##### Task input

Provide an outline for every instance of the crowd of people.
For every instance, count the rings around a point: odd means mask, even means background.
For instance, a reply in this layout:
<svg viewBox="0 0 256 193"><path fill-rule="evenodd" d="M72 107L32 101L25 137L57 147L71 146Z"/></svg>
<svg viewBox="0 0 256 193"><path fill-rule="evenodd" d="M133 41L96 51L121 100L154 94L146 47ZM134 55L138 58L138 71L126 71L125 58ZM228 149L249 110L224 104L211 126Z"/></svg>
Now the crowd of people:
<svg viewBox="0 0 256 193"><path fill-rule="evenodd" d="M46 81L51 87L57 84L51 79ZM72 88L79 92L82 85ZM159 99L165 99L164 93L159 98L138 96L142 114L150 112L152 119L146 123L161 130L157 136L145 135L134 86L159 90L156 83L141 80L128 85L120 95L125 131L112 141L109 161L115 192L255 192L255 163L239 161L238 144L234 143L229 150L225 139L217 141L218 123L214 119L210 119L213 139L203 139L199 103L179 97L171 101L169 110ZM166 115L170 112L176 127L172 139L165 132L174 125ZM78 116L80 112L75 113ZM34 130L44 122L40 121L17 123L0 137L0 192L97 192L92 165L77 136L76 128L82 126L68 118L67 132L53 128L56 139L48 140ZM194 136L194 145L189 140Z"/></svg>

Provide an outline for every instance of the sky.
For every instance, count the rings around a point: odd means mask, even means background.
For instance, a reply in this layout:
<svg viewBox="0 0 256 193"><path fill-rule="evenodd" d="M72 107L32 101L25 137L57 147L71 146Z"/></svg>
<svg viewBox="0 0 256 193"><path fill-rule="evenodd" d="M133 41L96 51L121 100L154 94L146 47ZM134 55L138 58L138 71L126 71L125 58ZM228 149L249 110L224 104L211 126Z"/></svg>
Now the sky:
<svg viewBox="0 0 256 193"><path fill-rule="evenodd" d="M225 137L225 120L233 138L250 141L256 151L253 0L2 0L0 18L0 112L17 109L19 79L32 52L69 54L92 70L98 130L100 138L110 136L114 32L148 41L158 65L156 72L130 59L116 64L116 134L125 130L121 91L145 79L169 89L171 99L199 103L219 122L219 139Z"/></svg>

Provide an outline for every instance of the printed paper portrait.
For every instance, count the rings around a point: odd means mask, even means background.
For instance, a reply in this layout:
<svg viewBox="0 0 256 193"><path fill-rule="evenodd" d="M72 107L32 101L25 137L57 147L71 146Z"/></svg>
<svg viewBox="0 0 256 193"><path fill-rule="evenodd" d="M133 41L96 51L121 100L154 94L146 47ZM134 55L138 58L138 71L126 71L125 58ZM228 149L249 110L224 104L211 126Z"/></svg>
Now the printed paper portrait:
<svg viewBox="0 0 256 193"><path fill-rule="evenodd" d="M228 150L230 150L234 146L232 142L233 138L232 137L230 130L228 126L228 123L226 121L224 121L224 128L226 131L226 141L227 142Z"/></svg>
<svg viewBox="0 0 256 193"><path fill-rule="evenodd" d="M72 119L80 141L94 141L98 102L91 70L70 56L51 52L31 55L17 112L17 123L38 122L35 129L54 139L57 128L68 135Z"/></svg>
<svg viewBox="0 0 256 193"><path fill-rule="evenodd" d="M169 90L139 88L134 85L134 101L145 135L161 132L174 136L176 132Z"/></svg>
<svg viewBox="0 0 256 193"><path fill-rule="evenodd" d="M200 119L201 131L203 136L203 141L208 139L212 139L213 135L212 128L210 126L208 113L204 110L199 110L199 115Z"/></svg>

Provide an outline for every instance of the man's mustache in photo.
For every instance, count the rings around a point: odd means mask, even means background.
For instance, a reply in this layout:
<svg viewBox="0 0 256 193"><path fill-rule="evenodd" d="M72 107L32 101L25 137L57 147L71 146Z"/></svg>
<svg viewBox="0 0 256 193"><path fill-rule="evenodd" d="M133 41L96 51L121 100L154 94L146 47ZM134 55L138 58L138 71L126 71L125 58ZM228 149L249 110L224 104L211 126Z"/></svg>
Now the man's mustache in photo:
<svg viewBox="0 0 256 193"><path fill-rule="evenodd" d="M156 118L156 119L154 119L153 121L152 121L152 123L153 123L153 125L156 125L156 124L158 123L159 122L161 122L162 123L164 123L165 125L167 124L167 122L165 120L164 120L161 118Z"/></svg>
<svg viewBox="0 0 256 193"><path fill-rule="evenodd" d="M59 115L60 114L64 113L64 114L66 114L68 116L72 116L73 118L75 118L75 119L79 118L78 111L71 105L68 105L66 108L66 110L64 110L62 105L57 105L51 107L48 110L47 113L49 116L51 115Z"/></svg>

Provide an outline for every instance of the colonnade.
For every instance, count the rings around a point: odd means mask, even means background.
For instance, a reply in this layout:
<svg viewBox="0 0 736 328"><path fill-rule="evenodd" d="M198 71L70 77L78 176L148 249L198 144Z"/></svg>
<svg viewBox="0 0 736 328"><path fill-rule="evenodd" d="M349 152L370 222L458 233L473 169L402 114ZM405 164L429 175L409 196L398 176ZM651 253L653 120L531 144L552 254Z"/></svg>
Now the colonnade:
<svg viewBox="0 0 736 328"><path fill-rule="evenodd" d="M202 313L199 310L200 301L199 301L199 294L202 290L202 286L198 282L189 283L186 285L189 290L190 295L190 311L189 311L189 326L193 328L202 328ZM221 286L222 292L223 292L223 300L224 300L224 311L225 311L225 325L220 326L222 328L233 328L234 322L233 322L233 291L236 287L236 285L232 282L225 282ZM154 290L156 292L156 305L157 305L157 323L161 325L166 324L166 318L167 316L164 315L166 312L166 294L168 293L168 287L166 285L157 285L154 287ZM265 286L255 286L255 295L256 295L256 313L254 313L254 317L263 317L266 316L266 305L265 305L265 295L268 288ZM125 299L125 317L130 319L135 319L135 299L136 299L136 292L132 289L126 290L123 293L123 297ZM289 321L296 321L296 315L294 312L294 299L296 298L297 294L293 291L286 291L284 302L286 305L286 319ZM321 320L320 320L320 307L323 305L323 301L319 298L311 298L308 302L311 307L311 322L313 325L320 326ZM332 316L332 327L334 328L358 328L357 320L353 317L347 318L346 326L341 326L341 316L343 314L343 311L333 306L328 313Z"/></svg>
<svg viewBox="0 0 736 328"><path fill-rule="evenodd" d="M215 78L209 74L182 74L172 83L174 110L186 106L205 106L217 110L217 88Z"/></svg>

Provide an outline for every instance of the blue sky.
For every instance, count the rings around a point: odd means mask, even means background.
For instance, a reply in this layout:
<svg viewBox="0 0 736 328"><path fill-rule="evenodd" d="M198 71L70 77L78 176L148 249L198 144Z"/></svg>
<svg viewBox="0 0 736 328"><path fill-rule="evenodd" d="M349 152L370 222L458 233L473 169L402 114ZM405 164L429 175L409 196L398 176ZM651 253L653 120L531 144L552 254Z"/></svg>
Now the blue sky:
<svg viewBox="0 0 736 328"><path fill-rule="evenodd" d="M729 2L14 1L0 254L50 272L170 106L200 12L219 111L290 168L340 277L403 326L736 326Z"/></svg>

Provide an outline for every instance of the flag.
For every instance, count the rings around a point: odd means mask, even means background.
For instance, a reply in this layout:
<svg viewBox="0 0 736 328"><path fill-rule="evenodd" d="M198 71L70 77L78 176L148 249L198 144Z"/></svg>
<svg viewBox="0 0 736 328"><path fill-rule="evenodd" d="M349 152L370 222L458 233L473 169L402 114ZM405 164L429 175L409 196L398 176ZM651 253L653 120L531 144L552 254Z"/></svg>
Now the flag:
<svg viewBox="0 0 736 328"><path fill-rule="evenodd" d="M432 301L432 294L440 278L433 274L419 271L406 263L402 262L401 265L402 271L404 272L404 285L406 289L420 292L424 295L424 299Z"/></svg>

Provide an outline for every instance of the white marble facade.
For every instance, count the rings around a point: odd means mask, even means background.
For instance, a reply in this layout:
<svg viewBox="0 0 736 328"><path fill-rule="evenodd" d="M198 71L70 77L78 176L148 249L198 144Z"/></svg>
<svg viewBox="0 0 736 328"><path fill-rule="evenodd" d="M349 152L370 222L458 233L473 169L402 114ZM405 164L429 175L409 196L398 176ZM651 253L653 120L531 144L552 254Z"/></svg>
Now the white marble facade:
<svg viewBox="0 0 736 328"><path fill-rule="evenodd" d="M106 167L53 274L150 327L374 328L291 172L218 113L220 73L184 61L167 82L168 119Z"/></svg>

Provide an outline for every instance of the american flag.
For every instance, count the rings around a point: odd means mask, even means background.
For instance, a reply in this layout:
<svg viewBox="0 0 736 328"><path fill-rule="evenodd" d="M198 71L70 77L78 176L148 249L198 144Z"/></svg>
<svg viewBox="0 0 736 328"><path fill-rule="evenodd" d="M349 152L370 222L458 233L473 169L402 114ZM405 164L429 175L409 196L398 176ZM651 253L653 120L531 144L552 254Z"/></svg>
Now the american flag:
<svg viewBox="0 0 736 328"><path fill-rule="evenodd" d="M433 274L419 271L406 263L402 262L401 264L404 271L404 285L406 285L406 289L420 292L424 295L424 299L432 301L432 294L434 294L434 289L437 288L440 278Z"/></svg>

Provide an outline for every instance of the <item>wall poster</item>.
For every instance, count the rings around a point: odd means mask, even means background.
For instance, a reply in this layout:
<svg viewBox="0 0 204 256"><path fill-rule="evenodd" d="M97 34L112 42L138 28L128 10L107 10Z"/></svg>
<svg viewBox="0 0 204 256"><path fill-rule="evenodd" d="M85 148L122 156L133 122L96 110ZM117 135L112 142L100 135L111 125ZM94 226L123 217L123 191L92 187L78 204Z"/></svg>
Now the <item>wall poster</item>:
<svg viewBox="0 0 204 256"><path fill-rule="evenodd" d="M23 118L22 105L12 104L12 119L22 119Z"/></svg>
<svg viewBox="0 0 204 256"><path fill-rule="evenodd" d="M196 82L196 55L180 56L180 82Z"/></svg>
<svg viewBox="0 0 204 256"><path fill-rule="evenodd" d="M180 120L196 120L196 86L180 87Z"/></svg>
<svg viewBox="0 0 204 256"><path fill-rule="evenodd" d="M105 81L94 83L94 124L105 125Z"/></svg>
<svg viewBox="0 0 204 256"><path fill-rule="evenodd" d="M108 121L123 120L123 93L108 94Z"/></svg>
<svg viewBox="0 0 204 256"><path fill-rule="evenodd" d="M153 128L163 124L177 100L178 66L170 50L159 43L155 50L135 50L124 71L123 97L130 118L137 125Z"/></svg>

##########

Convert the records, starting at the line containing "Provide an outline for every instance of the blue" and ending at the line containing "301L432 294L440 278L433", into a two-column CSV with the headers instruction and response, giving one row per record. Place each record's text and its answer each in a single quoted field, with line breaks replaced by spaces.

▶ **Correct output**:
instruction,response
"Provide an outline for every instance of the blue sky. For every instance, count the rings around a point: odd means mask, even means background. For instance, a reply in this layout: <svg viewBox=""0 0 736 328""><path fill-rule=""evenodd"" d=""M198 71L70 77L78 176L148 249L198 144Z""/></svg> <svg viewBox=""0 0 736 328""><path fill-rule=""evenodd"" d=""M349 152L370 222L458 233L473 169L402 114ZM405 164L429 175L409 196L398 176ZM651 253L653 120L531 144L552 254Z""/></svg> Now the blue sky:","<svg viewBox=""0 0 736 328""><path fill-rule=""evenodd"" d=""M729 2L14 1L0 254L50 272L170 106L200 12L219 111L290 168L340 277L403 326L736 326Z""/></svg>"
"Provide an outline for every instance of the flag. For every instance, count the rings around a point: odd means mask, even means background. For instance, a reply in this layout: <svg viewBox=""0 0 736 328""><path fill-rule=""evenodd"" d=""M198 71L70 77L78 176L148 249L198 144Z""/></svg> <svg viewBox=""0 0 736 328""><path fill-rule=""evenodd"" d=""M349 152L370 222L458 233L473 169L402 114ZM405 164L429 175L409 196L398 176ZM651 253L653 120L531 144L552 254Z""/></svg> Now the flag:","<svg viewBox=""0 0 736 328""><path fill-rule=""evenodd"" d=""M432 301L432 294L440 278L433 274L419 271L406 263L402 262L401 265L402 271L404 272L404 285L406 289L420 292L424 295L424 299Z""/></svg>"